>> start EXTRACT PROVIDED

First of all, could you show what fields are part of your search index?

Also, please try running the patch I attach to this comment. It's the only clue I can think of currently. I've commented out a small piece of code that might be causing issue in your set up. So I wanna see if without it it runs, then I have some indirect support that my guess was right.

bucefal91’s picture

Status: Needs work » Needs review
FileSize
44.41 KB
718 bytes

Finally this patch got some internal review here at our company, Ocelot. The only thing that was picked up is a minor misspelling in my English in a comment. Attaching a fix for it.

Since we haven't heard yet from s_leu and I have no further clues on what's wrong in that Drupal installation. I guess I could bump it into "needs review" once again. s_leu, if you do come back with additional insights on your Drupal, I'll gladly review them.

drunken monkey’s picture

Once again, thank you so much for your great work!
And great to hear that you found the architecture nice to work with – that’s of course always the goal.

I finally got time again to work on this myself, and due to my specific ideas about what should go where, how things should be formatted, etc., I fear there is a pretty huge amount of changes to that patch and the interdiff probably almost unusable. Sorry about that!

Anyways, almost all of the code itself looked pretty solid to me, so very few functional changes. (Though I still ended up breaking things and having to debug. Well, serves me well for being so pedantic. ;))
I fear that I don’t fully understand the code for gathering the “entity relationships map”, which might proof tricky going forward (i.e., maintaining this code in the future), but as there is solid test coverage I think it should be fine. It’s also better than for some of the code I myself wrote, and I have managed there, too.

One thing I’m not sure about is whether this covers all the different cases for entity changes that could affect the index:

  1. Indexing field_tags:entity:name and changing a tag’s name: this is obviously covered already, as the test shows.
  2. However, if the tags are on the user entity, you index uid:entity:field_tags:entity:name and then you change the tags for a user: does this also lead to re-indexing? (So, are all “stations in-between” also covered in the property path?)
  3. For reacting to entity deletions: can you confirm that deleting a referenced entity doesn’t already trigger an entity update for the referencing entity? Seems to me like Core should already take care of that, in order to prevent the whole site’s data becoming corrupt (i.e., dangling references).
    I do know that this doesn’t happen in D7, though, so it’s probably the case for D8 as well and another Core bug we have to work around. Just want to make sure we’re not doing more work than necessary.

If all these cases are covered, this should probably also be reflected in the test, to make sure they stay working. Otherwise, we might want to amend that (and then, of course, also add tests) – but maybe in a follow-up, if this would be too much work otherwise.

Speaking of which, I’m not completely convinced of the terminology we’re using: “foreign entities”, “entity relations”, etc. Can we brainstorm different names? E.g., how about we rename getForeignEntityRelationsMap() to getIndirectlyIndexedPropertiesMap() and change the rest of the terminology accordingly? It’s really about the “foreign” entities’ properties being indexed, not the entities themselves. (Or, sometimes the entities themselves, too, I guess.)

>> end EXTRACT PROVIDED

*WHAT YOU NEED TO DO:*
A) Reproduce the portion of the Drupal patch discussion starting with "Finally this patch" and going on through "gladly review them.".
B) Write the next part of the Drupal patch discussion, picking up after its final sentence.

>> start RECORDED INFORMATION

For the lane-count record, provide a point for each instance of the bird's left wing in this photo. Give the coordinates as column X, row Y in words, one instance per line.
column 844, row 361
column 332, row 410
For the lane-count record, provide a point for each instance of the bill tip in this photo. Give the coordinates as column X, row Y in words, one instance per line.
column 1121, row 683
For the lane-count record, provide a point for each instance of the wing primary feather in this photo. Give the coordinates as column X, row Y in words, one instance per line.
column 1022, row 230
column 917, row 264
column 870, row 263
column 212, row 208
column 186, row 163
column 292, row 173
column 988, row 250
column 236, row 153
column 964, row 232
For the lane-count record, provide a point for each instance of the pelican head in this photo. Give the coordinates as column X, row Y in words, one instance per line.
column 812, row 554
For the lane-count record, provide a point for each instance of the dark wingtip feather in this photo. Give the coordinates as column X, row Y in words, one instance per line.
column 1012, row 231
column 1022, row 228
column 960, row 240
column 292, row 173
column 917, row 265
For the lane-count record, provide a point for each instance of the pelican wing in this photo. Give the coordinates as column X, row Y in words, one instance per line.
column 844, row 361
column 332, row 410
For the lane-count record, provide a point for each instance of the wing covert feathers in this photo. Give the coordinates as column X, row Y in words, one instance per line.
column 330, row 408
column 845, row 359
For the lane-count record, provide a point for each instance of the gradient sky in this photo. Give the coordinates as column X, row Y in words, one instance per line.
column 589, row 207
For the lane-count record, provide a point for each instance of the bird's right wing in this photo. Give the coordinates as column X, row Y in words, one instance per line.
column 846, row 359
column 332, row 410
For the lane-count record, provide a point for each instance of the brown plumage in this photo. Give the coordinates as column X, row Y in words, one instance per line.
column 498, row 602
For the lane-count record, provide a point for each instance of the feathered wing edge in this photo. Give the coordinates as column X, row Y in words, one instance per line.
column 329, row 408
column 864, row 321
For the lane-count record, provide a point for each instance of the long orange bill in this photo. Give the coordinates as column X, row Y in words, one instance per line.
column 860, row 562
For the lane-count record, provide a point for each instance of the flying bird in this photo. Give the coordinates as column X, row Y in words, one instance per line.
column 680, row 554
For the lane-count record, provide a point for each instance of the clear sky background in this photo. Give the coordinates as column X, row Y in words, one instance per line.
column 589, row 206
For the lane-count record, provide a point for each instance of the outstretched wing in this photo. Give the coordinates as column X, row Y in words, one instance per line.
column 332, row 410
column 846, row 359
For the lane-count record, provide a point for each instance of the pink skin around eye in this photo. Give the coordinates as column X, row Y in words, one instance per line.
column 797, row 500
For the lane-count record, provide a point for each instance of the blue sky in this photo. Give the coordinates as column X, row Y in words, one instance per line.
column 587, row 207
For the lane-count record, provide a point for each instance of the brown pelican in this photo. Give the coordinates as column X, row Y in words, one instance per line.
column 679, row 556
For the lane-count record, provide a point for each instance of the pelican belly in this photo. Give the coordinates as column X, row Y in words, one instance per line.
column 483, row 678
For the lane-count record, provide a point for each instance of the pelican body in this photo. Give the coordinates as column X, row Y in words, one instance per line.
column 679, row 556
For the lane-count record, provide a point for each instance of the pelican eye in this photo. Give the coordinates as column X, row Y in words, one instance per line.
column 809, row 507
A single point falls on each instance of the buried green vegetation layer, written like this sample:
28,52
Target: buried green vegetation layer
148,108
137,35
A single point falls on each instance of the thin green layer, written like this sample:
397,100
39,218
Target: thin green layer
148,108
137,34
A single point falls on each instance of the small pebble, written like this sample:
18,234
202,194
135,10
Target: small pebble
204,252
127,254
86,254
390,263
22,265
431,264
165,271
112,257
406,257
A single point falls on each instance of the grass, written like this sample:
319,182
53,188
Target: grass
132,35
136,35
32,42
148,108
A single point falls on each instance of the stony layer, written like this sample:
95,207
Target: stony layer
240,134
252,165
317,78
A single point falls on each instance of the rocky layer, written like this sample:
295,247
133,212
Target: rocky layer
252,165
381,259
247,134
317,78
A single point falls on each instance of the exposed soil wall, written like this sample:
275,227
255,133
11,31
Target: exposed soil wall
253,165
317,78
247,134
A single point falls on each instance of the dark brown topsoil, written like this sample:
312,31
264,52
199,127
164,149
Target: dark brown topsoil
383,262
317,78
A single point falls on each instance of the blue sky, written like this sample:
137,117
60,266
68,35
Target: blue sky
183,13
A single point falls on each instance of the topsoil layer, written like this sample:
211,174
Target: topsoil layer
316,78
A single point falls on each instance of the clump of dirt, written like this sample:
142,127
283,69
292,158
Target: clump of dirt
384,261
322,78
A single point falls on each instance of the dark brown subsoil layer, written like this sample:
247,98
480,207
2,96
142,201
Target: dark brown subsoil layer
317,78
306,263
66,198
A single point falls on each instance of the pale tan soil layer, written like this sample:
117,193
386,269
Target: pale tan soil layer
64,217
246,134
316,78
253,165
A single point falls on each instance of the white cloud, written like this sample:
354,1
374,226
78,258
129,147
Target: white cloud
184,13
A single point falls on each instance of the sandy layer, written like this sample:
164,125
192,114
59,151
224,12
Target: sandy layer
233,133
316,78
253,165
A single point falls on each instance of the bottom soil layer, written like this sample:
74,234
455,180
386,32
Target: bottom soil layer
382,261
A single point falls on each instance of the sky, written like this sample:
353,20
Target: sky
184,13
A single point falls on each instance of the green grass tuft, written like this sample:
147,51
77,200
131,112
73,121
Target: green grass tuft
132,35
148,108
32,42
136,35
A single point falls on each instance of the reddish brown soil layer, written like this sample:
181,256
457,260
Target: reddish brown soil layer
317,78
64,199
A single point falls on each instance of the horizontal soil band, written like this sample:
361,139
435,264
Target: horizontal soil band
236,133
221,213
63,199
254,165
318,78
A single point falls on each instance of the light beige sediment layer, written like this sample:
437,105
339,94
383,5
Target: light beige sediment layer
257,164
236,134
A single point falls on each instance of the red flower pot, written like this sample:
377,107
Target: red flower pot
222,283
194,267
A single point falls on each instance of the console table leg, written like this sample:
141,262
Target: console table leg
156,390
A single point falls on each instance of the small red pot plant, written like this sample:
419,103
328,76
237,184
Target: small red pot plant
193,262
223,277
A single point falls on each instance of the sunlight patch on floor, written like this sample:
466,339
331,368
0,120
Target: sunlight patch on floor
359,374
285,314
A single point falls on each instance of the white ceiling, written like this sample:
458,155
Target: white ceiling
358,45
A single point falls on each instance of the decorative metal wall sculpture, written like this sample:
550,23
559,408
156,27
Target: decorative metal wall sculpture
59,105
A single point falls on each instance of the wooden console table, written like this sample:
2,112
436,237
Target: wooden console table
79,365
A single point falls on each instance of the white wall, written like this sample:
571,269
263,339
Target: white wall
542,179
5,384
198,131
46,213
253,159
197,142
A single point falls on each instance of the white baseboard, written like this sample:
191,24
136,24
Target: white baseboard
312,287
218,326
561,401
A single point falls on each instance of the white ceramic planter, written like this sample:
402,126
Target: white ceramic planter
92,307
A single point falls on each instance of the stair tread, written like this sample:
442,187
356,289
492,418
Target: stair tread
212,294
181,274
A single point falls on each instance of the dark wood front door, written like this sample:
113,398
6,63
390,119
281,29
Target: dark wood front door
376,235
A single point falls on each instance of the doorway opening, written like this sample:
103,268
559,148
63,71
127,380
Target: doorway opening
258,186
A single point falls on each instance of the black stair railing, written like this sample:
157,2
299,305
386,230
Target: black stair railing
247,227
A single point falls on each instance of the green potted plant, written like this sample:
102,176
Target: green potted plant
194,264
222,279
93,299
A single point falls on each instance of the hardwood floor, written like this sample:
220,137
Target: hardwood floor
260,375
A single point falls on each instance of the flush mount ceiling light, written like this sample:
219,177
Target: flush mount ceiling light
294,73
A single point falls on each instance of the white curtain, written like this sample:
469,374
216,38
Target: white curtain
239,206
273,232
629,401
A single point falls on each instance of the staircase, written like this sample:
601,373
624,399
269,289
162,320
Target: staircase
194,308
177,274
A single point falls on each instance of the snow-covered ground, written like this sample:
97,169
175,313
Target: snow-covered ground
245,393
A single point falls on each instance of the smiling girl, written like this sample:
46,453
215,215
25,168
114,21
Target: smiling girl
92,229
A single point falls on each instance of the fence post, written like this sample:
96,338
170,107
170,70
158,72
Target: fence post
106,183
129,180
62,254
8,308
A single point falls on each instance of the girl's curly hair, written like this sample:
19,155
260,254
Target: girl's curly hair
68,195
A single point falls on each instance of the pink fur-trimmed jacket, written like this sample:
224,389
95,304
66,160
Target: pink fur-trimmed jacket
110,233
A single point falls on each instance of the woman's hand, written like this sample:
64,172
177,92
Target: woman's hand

>> end RECORDED INFORMATION

*ANSWERS FOR THIS EXERCISE:*
A)
Finally this patch got some internal review here at our company, Ocelot. The only thing that was picked up is a minor misspelling in my English in a comment. Attaching a fix for it.

Since we haven't heard yet from s_leu and I have no further clues on what's wrong in that Drupal installation. I guess I could bump it into "needs review" once again. s_leu, if you do come back with additional insights on your Drupal, I'll gladly review them.

B)
Not at all sure, though, what’s best here. All the concepts are a bit tricky to convey, and if you only have the method name to describe it (so it can’t be, like, ten words) it gets really tough to keep it both correct and concise (enough).

Also, one bug that I did find was this:

  1. +++ b/src/Tracker/TrackerPluginBase.php
    @@ -33,7 +52,340 @@ use Drupal\search_api\Plugin\IndexPluginBase;
    +    $cid = 'search_api:' . $this->getIndex()->id() . ':foreign_entities_relations_map';
    +
    +    $cache = $this->cache->get($cid);
    
    +++ b/src/Tracker/TrackerPluginBase.php
    @@ -33,7 +52,340 @@ use Drupal\search_api\Plugin\IndexPluginBase;
    +      $this->cache->set("$cid:" . implode(':', $cache_keys), $data, $cacheability->getCacheMaxAge(), $cacheability->getCacheTags());
    

    OK, it took me a bit to realize this myself, but this can never work: you are always reading cache with a different $cid than writing it, so you will never get a cache hit. If you’d want to use cache contexts, you’d basically need to do a preliminary first pass (every time) just to collect the contexts, and then only generate the data (if necessary) in a second pass. I really don’t think this will be worthwhile here, so I fear we have to abandon cache contexts – even though your reasoning does make sense that this information might depend on other factors.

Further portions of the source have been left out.